_EXCERPTED PASSAGE_:
- Opening Delimiter -

CareerCup

apologies @ EPavlova its just a typo the code actually prints the min path and min value,

#include<stdio.h>
#include<limits.h>
#define FALSE 0
#define TRUE  1
 
/* A tree node structure */
struct node
{
    int data;
    struct node *left;
    struct node *right;
};
 
// A utility function that prints all nodes on the path from root to target_leaf
int printPath (struct node *root, struct node *target_leaf)
{
	if(root==NULL)
		return  FALSE;
	if (root == target_leaf || printPath(root->left, target_leaf) ||
            printPath(root->right, target_leaf) )
    {
        printf("%d ", root->data);
       return TRUE;
    }
      
      return FALSE;
}
 
// This function Sets the target_leaf_ref to refer the leaf node of the minimum
// path sum.  Also, returns the minimum sum  using min_sum_ref
void getTargetLeaf (struct node *node, int *min_sum_ref, int curr_sum,
                   struct node **target_leaf_ref)
{
	if(node == NULL)
		return ;
	curr_sum = curr_sum + node->data;
	
	if(node->left==NULL && node->right==NULL)
		if(curr_sum < *min_sum_ref){
			*min_sum_ref = curr_sum;
			*target_leaf_ref = node;
		}
		
	
	getTargetLeaf(node->left,min_sum_ref,curr_sum,target_leaf_ref);
	getTargetLeaf(node->right,min_sum_ref,curr_sum,target_leaf_ref);
	

}
 
// Returns the mininmun sum and prints the nodes on max sum path
int minSumPath (struct node *node)

- Closing Delimiter -

_DATA FOR PROCESSING_:
- Opening Delimiter -

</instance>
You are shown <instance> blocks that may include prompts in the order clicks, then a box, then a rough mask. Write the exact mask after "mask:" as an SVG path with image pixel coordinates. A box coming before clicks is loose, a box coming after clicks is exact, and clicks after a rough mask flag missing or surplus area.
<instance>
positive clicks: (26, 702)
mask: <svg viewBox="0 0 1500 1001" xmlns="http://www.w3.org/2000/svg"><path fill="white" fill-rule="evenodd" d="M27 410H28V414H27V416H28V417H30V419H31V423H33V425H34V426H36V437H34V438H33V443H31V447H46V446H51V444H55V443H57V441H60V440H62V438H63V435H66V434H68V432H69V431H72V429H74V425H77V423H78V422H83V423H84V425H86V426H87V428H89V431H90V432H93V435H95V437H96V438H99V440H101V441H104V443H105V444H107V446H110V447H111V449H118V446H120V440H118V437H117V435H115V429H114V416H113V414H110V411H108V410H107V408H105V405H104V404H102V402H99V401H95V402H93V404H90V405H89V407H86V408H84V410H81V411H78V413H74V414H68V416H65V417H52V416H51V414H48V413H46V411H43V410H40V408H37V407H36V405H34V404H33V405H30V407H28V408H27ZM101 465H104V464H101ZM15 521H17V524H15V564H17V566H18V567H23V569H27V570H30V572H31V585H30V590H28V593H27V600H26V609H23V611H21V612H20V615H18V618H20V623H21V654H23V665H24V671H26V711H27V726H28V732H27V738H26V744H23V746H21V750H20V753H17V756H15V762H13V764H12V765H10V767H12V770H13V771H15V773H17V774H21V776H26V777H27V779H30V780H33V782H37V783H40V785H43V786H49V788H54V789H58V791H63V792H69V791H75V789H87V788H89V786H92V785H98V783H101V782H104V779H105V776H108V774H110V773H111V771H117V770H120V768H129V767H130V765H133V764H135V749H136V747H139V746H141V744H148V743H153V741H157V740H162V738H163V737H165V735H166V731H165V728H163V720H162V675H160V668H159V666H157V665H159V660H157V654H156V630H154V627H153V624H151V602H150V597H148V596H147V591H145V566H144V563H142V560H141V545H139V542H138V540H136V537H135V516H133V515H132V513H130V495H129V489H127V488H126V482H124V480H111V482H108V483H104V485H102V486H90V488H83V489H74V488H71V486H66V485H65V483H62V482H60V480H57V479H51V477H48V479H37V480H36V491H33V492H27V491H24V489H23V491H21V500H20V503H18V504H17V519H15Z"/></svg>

- Closing Delimiter -

_ACTIVITIES_:
a) Copy the CareerCup post about the minimum-sum tree path word for word.
b) Substitute "points" for every "clicks" in the records, and write the records out again with nothing else changed.
The CareerCup post and the records are two unrelated pieces of material.

_RESULTS_:
a)
CareerCup

apologies @ EPavlova its just a typo the code actually prints the min path and min value,

#include<stdio.h>
#include<limits.h>
#define FALSE 0
#define TRUE  1
 
/* A tree node structure */
struct node
{
    int data;
    struct node *left;
    struct node *right;
};
 
// A utility function that prints all nodes on the path from root to target_leaf
int printPath (struct node *root, struct node *target_leaf)
{
	if(root==NULL)
		return  FALSE;
	if (root == target_leaf || printPath(root->left, target_leaf) ||
            printPath(root->right, target_leaf) )
    {
        printf("%d ", root->data);
       return TRUE;
    }
      
      return FALSE;
}
 
// This function Sets the target_leaf_ref to refer the leaf node of the minimum
// path sum.  Also, returns the minimum sum  using min_sum_ref
void getTargetLeaf (struct node *node, int *min_sum_ref, int curr_sum,
                   struct node **target_leaf_ref)
{
	if(node == NULL)
		return ;
	curr_sum = curr_sum + node->data;
	
	if(node->left==NULL && node->right==NULL)
		if(curr_sum < *min_sum_ref){
			*min_sum_ref = curr_sum;
			*target_leaf_ref = node;
		}
		
	
	getTargetLeaf(node->left,min_sum_ref,curr_sum,target_leaf_ref);
	getTargetLeaf(node->right,min_sum_ref,curr_sum,target_leaf_ref);
	

}
 
// Returns the mininmun sum and prints the nodes on max sum path
int minSumPath (struct node *node)

b)
</instance>
You are shown <instance> blocks that may include prompts in the order points, then a box, then a rough mask. Write the exact mask after "mask:" as an SVG path with image pixel coordinates. A box coming before points is loose, a box coming after points is exact, and points after a rough mask flag missing or surplus area.
<instance>
positive points: (26, 702)
mask: <svg viewBox="0 0 1500 1001" xmlns="http://www.w3.org/2000/svg"><path fill="white" fill-rule="evenodd" d="M27 410H28V414H27V416H28V417H30V419H31V423H33V425H34V426H36V437H34V438H33V443H31V447H46V446H51V444H55V443H57V441H60V440H62V438H63V435H66V434H68V432H69V431H72V429H74V425H77V423H78V422H83V423H84V425H86V426H87V428H89V431H90V432H93V435H95V437H96V438H99V440H101V441H104V443H105V444H107V446H110V447H111V449H118V446H120V440H118V437H117V435H115V429H114V416H113V414H110V411H108V410H107V408H105V405H104V404H102V402H99V401H95V402H93V404H90V405H89V407H86V408H84V410H81V411H78V413H74V414H68V416H65V417H52V416H51V414H48V413H46V411H43V410H40V408H37V407H36V405H34V404H33V405H30V407H28V408H27ZM101 465H104V464H101ZM15 521H17V524H15V564H17V566H18V567H23V569H27V570H30V572H31V585H30V590H28V593H27V600H26V609H23V611H21V612H20V615H18V618H20V623H21V654H23V665H24V671H26V711H27V726H28V732H27V738H26V744H23V746H21V750H20V753H17V756H15V762H13V764H12V765H10V767H12V770H13V771H15V773H17V774H21V776H26V777H27V779H30V780H33V782H37V783H40V785H43V786H49V788H54V789H58V791H63V792H69V791H75V789H87V788H89V786H92V785H98V783H101V782H104V779H105V776H108V774H110V773H111V771H117V770H120V768H129V767H130V765H133V764H135V749H136V747H139V746H141V744H148V743H153V741H157V740H162V738H163V737H165V735H166V731H165V728H163V720H162V675H160V668H159V666H157V665H159V660H157V654H156V630H154V627H153V624H151V602H150V597H148V596H147V591H145V566H144V563H142V560H141V545H139V542H138V540H136V537H135V516H133V515H132V513H130V495H129V489H127V488H126V482H124V480H111V482H108V483H104V485H102V486H90V488H83V489H74V488H71V486H66V485H65V483H62V482H60V480H57V479H51V477H48V479H37V480H36V491H33V492H27V491H24V489H23V491H21V500H20V503H18V504H17V519H15Z"/></svg>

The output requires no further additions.